— Exercise goal —
Reproduce the short blog post below on continuation passing style in Scala and Clojure in full, word for word, from its date line to its last sentence.

Monday, July 25, 2011

A small look at CPS into Scala and Clojure

A small and useless one this evening about attempts to write CPS (Continuation Passing Style) algorithms in both Scala and Clojure. Purist are going to shoot me because everybody knows that the JVM is not optimized at all for full tail recursion. So what's the purpose with CPS on JVM languages after all?
It is a matter of trying to train the object oriented eye to identify other patterns of programming code that are quite common in functional programming domains. I would like to take the opportunity to report the publication of Dean Wampler book: Functional Programming for Java Developers. I downloaded the pdf last saturday and started reading it. Quite easy to read the book unifies very cleverly both the worlds of object oriented programming in Java and of functional programming paradigm allowing the curious Java developer to extend its experience through the application of dense and essential exercises and code samples. This book deserves to become a must.

— Raw data —

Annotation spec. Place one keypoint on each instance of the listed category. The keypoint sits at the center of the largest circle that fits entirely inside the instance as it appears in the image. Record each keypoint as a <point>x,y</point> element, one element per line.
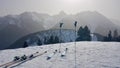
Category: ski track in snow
<point>89,55</point>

— Answer to the problem —
Monday, July 25, 2011

A small look at CPS into Scala and Clojure

A small and useless one this evening about attempts to write CPS (Continuation Passing Style) algorithms in both Scala and Clojure. Purist are going to shoot me because everybody knows that the JVM is not optimized at all for full tail recursion. So what's the purpose with CPS on JVM languages after all?
It is a matter of trying to train the object oriented eye to identify other patterns of programming code that are quite common in functional programming domains. I would like to take the opportunity to report the publication of Dean Wampler book: Functional Programming for Java Developers. I downloaded the pdf last saturday and started reading it. Quite easy to read the book unifies very cleverly both the worlds of object oriented programming in Java and of functional programming paradigm allowing the curious Java developer to extend its experience through the application of dense and essential exercises and code samples. This book deserves to become a must.